Output the listing below verbatim, without images.
══ DATASET EXCERPTS ══
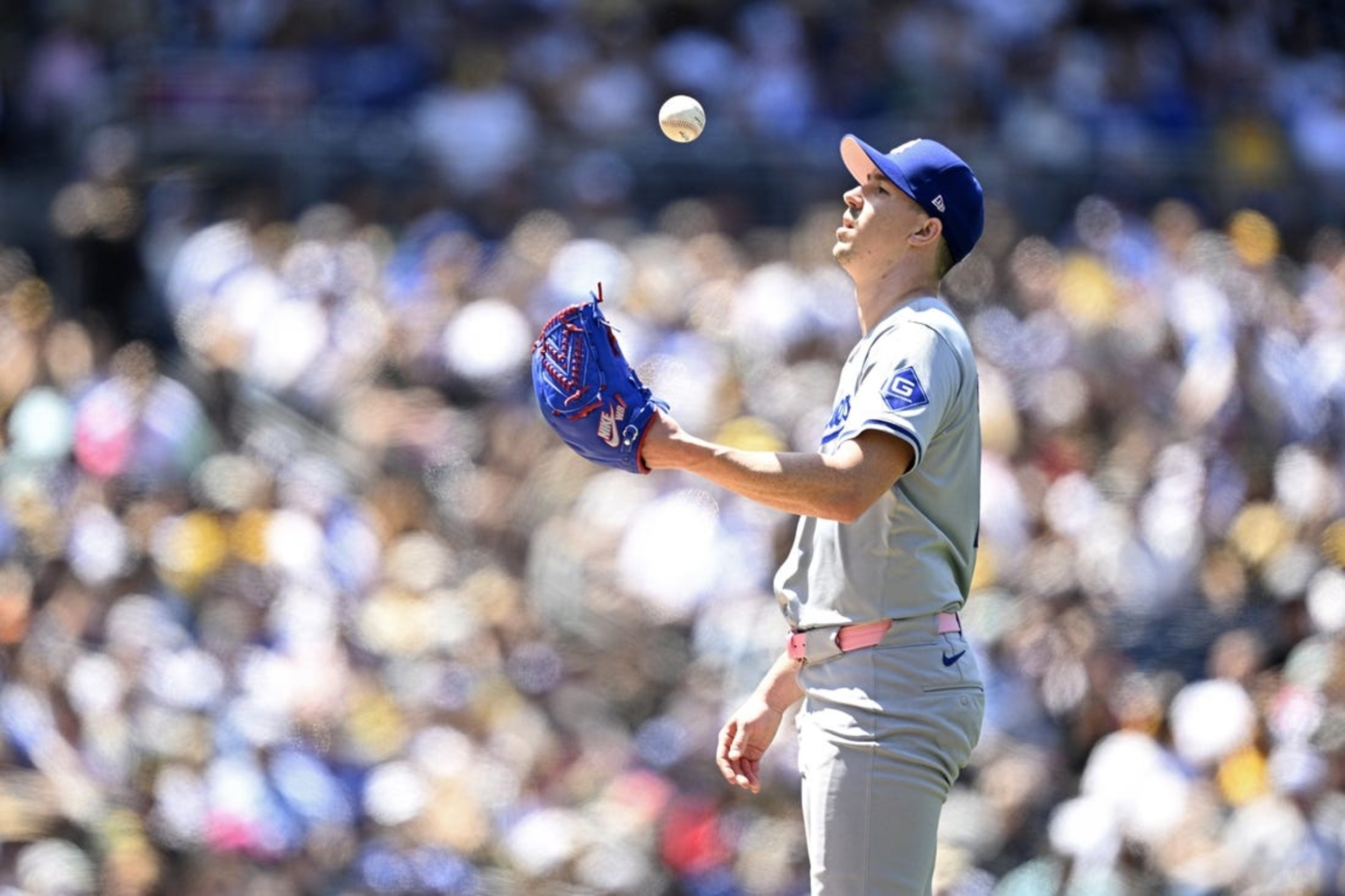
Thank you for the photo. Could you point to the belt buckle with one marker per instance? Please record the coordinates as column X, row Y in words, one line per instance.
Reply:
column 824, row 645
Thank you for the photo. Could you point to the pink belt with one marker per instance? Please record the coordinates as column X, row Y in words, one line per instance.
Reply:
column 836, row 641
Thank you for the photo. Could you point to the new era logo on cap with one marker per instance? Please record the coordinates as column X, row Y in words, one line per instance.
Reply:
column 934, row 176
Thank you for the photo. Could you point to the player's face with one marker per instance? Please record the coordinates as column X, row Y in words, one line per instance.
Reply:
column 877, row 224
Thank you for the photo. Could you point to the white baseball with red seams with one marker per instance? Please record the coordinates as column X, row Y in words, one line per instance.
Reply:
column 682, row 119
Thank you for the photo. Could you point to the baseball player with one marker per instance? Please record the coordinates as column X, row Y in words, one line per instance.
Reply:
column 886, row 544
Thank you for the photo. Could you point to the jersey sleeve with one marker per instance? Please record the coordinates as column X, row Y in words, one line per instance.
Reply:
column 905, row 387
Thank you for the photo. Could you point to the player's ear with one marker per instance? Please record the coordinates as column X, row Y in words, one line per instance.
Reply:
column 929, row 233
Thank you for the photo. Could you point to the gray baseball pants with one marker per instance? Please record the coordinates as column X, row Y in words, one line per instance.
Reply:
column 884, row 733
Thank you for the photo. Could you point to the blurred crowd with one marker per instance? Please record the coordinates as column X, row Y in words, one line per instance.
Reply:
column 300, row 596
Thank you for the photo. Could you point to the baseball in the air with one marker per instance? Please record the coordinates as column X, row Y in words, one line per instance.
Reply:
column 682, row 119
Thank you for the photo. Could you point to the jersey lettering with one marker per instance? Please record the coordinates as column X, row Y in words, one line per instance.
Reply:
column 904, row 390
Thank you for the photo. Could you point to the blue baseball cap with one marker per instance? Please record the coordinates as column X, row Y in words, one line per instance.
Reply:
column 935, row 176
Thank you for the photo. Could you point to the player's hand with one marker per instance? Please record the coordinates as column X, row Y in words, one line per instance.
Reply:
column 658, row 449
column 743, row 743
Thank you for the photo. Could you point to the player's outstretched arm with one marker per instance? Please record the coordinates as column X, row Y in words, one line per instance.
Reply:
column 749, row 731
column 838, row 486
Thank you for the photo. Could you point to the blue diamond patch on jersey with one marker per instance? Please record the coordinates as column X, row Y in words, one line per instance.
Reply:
═══
--- THE COMPLETED TASK ---
Thank you for the photo. Could you point to the belt buckle with one marker per instance? Please record the coordinates as column X, row Y in words, one line per instance.
Reply:
column 824, row 645
Thank you for the photo. Could you point to the pink belt with one marker per instance? Please record the coordinates as column X, row Y in words, one line per instance.
Reply:
column 836, row 641
Thank you for the photo. Could you point to the new era logo on cap with one marker per instance? Please record the coordinates as column X, row Y in words, one line per instance.
Reply:
column 934, row 176
Thank you for the photo. Could you point to the player's face with one marker per instance? Please record the coordinates as column X, row Y in words, one line per instance.
Reply:
column 877, row 224
Thank you for the photo. Could you point to the white baseball with red seams with one marker per instance? Please record the coordinates as column X, row Y in words, one line per instance.
Reply:
column 682, row 119
Thank you for the photo. Could you point to the baseball player with one marker per instance? Please record the coordinates as column X, row Y in words, one line per instance.
Reply:
column 886, row 544
Thank you for the photo. Could you point to the jersey sleeve with one marker per instance? Please record the coordinates as column X, row Y in words, one line per instance.
Reply:
column 905, row 387
Thank you for the photo. Could you point to the player's ear with one marker per instance? Please record the coordinates as column X, row Y in words, one line per instance.
Reply:
column 929, row 233
Thank you for the photo. Could you point to the gray baseball pants with one marker per instance? Please record the coordinates as column X, row Y in words, one line per instance.
Reply:
column 884, row 733
Thank you for the photo. Could you point to the blurred crowd with one marker per instance? Please record the coordinates as column X, row Y in words, one line per instance.
Reply:
column 300, row 596
Thank you for the photo. Could you point to the baseball in the air with one marker per instance? Please record the coordinates as column X, row Y in words, one line per instance.
Reply:
column 682, row 119
Thank you for the photo. Could you point to the jersey lettering with one marker per instance? Please record the coordinates as column X, row Y in words, one line per instance.
Reply:
column 904, row 390
Thank you for the photo. Could you point to the blue baseball cap with one marker per instance? Please record the coordinates as column X, row Y in words, one line per instance.
Reply:
column 935, row 176
Thank you for the photo. Could you point to the player's hand with one marker per instance? Please record the coordinates as column X, row Y in words, one line per instance.
Reply:
column 658, row 449
column 743, row 743
Thank you for the photo. Could you point to the player's outstretched arm with one marker per instance? Please record the coordinates as column X, row Y in words, one line per instance.
Reply:
column 749, row 731
column 838, row 486
Thank you for the photo. Could you point to the blue diamond patch on jersey with one marker per instance? Please record the coordinates as column X, row Y in words, one line per instance.
Reply:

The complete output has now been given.